▶ Your goal:
Output the entries from the line containing "Can you see the road" through the line containing "(1076, 566)" as a two-column CSV with the headers text and answer, one row per entry. Put each field in double quotes and replace any line breaks inside it with spaces.

▶ Provided entries:

++++++

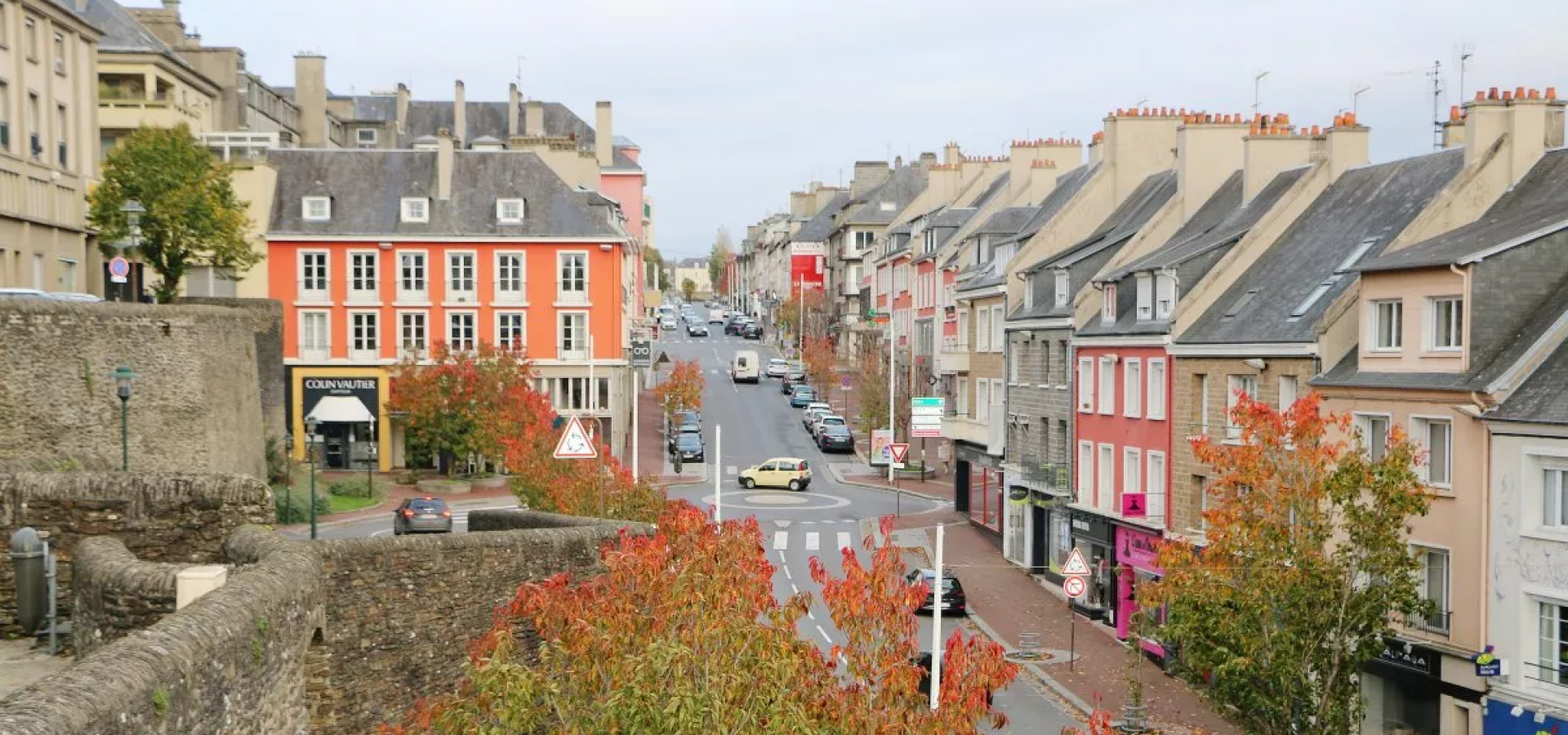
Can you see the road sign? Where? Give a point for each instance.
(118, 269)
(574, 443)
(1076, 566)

++++++

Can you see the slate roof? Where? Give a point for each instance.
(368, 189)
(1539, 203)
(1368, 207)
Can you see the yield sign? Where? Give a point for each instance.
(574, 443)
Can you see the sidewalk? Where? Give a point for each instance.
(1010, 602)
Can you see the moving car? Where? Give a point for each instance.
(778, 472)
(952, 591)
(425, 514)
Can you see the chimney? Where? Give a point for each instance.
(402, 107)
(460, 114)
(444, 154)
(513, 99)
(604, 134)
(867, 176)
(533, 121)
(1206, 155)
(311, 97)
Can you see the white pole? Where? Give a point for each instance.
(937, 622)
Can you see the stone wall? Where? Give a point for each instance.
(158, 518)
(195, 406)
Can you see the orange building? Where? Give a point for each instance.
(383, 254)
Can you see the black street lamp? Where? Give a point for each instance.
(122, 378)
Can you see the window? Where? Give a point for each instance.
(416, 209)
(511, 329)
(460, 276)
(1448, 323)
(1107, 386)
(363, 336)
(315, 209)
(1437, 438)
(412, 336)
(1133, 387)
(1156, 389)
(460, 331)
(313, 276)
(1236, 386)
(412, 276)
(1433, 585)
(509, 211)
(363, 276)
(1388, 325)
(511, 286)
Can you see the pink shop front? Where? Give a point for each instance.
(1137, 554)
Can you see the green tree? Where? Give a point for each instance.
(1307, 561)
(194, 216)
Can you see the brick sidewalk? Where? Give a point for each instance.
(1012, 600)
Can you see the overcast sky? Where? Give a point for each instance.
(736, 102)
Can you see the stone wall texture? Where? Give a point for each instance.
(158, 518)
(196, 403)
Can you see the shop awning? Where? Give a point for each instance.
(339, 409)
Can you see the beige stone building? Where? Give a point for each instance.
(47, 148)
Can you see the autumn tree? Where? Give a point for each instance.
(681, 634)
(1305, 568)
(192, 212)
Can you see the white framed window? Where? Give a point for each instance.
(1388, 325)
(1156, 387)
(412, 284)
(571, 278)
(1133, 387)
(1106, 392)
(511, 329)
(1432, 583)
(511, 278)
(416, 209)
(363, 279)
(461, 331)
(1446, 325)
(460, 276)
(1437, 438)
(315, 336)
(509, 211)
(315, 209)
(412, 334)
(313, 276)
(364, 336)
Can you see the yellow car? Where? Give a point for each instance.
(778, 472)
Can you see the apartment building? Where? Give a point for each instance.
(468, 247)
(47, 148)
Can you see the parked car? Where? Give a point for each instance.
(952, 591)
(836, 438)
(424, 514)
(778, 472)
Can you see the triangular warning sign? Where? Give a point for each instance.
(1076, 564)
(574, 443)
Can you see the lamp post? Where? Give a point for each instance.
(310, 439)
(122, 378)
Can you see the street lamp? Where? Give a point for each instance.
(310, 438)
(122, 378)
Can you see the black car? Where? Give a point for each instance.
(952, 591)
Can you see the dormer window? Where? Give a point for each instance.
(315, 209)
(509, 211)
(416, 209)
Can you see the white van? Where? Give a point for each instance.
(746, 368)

++++++

▶ Result:
text,answer
"Can you see the road sign? Where? Give a point for each instance.","(118, 269) (574, 443) (1076, 566)"